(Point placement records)

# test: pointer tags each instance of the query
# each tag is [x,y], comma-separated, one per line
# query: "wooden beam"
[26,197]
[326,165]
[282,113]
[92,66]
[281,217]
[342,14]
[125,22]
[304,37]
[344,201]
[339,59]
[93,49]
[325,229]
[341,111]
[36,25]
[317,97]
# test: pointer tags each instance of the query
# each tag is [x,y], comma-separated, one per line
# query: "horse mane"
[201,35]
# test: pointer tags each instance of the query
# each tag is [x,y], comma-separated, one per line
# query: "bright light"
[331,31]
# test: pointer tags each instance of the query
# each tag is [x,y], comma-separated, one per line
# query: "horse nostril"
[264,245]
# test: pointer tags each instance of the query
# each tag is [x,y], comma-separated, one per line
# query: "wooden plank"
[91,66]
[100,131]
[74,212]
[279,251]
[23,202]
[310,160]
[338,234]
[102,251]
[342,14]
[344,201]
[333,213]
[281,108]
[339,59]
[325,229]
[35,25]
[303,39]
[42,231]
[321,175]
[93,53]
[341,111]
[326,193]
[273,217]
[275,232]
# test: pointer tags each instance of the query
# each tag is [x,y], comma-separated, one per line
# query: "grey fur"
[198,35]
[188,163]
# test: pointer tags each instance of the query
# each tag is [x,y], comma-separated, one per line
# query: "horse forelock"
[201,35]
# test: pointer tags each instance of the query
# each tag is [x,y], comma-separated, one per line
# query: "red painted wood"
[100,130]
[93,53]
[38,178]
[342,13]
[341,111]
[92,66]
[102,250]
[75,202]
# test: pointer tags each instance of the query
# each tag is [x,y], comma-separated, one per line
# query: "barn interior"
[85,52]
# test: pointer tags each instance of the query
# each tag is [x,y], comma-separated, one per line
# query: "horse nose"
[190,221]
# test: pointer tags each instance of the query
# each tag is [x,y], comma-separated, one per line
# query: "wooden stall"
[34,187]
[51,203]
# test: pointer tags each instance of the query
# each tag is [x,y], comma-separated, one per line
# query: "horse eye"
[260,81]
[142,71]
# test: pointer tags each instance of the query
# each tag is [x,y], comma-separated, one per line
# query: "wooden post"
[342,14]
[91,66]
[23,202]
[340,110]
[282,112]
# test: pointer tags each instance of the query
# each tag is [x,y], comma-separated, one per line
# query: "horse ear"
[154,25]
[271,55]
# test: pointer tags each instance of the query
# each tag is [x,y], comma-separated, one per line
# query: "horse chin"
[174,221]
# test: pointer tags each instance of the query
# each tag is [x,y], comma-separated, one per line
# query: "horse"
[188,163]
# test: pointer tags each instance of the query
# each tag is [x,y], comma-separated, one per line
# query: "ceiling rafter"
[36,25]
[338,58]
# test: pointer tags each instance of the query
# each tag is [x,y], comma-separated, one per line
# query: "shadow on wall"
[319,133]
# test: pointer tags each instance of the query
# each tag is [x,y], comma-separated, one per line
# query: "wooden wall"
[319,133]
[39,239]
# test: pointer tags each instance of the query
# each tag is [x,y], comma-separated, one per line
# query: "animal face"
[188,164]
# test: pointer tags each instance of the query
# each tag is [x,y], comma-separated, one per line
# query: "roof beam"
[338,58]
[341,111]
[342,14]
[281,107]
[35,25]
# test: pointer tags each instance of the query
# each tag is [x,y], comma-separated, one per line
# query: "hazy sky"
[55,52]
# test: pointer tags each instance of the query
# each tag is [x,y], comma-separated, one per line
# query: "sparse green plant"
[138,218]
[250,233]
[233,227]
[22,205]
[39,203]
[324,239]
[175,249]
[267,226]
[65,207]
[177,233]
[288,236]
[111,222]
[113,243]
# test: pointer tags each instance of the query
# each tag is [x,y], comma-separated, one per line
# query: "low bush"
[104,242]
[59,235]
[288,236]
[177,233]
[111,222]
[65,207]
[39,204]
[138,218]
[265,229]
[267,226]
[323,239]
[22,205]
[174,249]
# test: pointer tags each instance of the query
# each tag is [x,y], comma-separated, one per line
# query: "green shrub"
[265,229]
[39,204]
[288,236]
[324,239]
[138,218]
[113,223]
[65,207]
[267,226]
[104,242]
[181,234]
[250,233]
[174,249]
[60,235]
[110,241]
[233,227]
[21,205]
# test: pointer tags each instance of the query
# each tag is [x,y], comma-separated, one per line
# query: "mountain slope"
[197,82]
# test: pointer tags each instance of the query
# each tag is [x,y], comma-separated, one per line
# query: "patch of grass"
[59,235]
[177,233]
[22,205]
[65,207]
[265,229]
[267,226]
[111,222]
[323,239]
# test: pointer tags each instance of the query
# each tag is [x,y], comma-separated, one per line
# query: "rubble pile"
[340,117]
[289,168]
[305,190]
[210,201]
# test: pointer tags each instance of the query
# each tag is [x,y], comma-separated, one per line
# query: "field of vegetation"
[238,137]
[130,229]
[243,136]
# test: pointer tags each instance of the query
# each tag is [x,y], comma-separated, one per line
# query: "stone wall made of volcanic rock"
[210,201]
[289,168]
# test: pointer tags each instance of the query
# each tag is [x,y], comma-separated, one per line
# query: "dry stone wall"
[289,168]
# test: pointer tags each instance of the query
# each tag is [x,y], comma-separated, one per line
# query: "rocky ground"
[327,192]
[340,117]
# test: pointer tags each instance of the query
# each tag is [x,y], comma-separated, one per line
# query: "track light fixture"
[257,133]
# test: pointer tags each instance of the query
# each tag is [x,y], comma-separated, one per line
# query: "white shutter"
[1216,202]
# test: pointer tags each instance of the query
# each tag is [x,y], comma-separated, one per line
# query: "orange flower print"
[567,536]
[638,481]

Written instruction. Copy each line of the data exactly, leaving nothing out.

Full output.
# test: pointer tags each instance of the query
# each tag is [x,y], comma-separated, one per line
# query: "wooden beam"
[26,197]
[326,165]
[282,113]
[92,66]
[281,217]
[342,14]
[125,22]
[304,37]
[344,201]
[339,59]
[93,49]
[325,229]
[341,111]
[36,25]
[317,97]
# test: pointer tags each instance of the query
# each tag is [x,y], comma-separated, one per line
# query: "horse mane"
[201,35]
# test: pointer tags each instance of the query
# each tag is [x,y], comma-separated, one per line
# query: "bright light"
[331,31]
# test: pointer tags each instance of the query
# each tag is [x,y], comma-separated, one per line
# query: "horse nostril"
[264,245]
# test: pointer tags each instance of the query
# each tag is [x,y], comma-separated, one per line
# query: "wooden plank"
[91,66]
[100,131]
[74,212]
[279,251]
[23,202]
[310,160]
[338,234]
[102,251]
[342,14]
[344,201]
[333,213]
[281,108]
[339,59]
[325,229]
[35,25]
[303,39]
[42,231]
[321,175]
[93,53]
[341,111]
[326,193]
[273,217]
[275,232]
# test: pointer tags each instance of the query
# each tag is [x,y], comma-separated, one per line
# query: "grey fur"
[198,35]
[188,163]
# test: pointer tags each instance of the query
# each tag is [x,y], comma-separated, one per line
# query: "horse forelock"
[201,35]
# test: pointer tags each instance of the query
# each tag is [x,y], comma-separated, one per line
# query: "red painted wood"
[100,130]
[93,53]
[38,178]
[342,13]
[341,111]
[92,66]
[102,250]
[75,202]
# test: pointer tags each instance of the query
# each tag is [x,y], comma-separated, one per line
# query: "barn interior"
[85,52]
# test: pointer tags each instance of the query
# each tag is [x,y], comma-separated, one per line
# query: "horse nose"
[190,221]
# test: pointer tags each instance of the query
# each tag is [x,y], comma-separated, one per line
# query: "wooden stall"
[34,187]
[51,203]
# test: pointer tags each instance of the query
# each tag is [x,y], comma-separated, one per line
# query: "horse eye"
[260,81]
[142,71]
# test: pointer tags each instance of the query
# each tag is [x,y], comma-separated, one per line
# query: "wooden post"
[342,14]
[91,66]
[23,202]
[340,110]
[282,112]
# test: pointer tags each instance of the query
# each tag is [x,y], comma-separated, one per line
# query: "horse ear"
[154,25]
[271,55]
# test: pointer tags each instance of the query
# each tag is [x,y], comma-separated, one per line
# query: "horse chin"
[174,221]
# test: pointer tags each instance of the query
# each tag is [x,y], comma-separated, one per line
# query: "horse"
[188,163]
# test: pointer tags each instance of the query
# each tag is [x,y], comma-separated, one per line
# query: "ceiling rafter"
[36,25]
[338,58]
# test: pointer tags each instance of the query
# each tag is [x,y], comma-separated, one per line
# query: "shadow on wall"
[319,133]
# test: pointer tags each instance of the query
# each tag is [x,y], comma-separated, one per line
# query: "wooden wall"
[319,133]
[39,239]
# test: pointer tags each instance of the query
# each tag is [x,y], comma-separated, one per line
# query: "animal face"
[188,164]
# test: pointer tags each instance of the query
# each tag is [x,y], comma-separated, one per line
# query: "roof beam"
[338,58]
[341,111]
[342,14]
[281,107]
[35,25]
# test: pointer tags each instance of the query
# each tag is [x,y], comma-separated, one per line
# query: "hazy sky"
[55,52]
# test: pointer tags each instance of the query
# each tag is [x,y], comma-separated, one per line
# query: "sparse green plant"
[138,218]
[250,233]
[233,227]
[22,205]
[39,203]
[324,239]
[175,249]
[267,226]
[65,207]
[177,233]
[288,236]
[111,222]
[113,243]
# test: pointer tags each instance of the query
# each tag is [x,y], comma-separated, one per line
# query: "low bush"
[104,242]
[59,235]
[288,236]
[177,233]
[111,222]
[65,207]
[39,204]
[138,218]
[265,229]
[267,226]
[323,239]
[22,205]
[174,249]
# test: pointer tags each instance of the query
# each tag is [x,y], comma-separated, one per line
# query: "green shrub"
[265,229]
[39,204]
[288,236]
[324,239]
[138,218]
[113,223]
[65,207]
[267,226]
[104,242]
[181,234]
[250,233]
[174,249]
[60,235]
[110,241]
[233,227]
[21,205]
# test: pointer tags each instance of the query
# each tag is [x,y], comma-separated, one per line
# query: "mountain slope"
[197,82]
# test: pointer tags each instance of the query
# each tag is [x,y], comma-separated, one per line
# query: "patch of grass"
[59,235]
[177,233]
[22,205]
[65,207]
[265,229]
[267,226]
[111,222]
[323,239]
# test: pointer tags each instance of the query
# each tag is [x,y], comma-separated, one per line
# query: "rubble pile"
[340,117]
[289,168]
[305,190]
[210,201]
# test: pointer tags each instance of the query
# each tag is [x,y], comma-separated, one per line
# query: "field of vegetation"
[238,137]
[130,229]
[243,136]
# test: pointer tags each instance of the query
# each tag is [x,y], comma-separated, one per line
# query: "stone wall made of volcanic rock"
[210,201]
[289,168]
# test: pointer tags each instance of the query
# each tag is [x,y], comma-separated, one per line
# query: "dry stone wall"
[289,168]
# test: pointer tags each instance of the query
# each tag is [x,y], comma-separated, one per line
# query: "rocky ground"
[327,192]
[340,117]
# test: pointer tags each instance of the query
# each tag is [x,y], comma-separated, one per line
# query: "track light fixture"
[257,133]
# test: pointer tags each instance of the query
# each tag is [x,y], comma-separated, one per line
# query: "white shutter"
[1216,202]
# test: pointer tags each instance of the query
# each tag is [x,y], comma-separated, one per line
# query: "orange flower print"
[567,536]
[638,481]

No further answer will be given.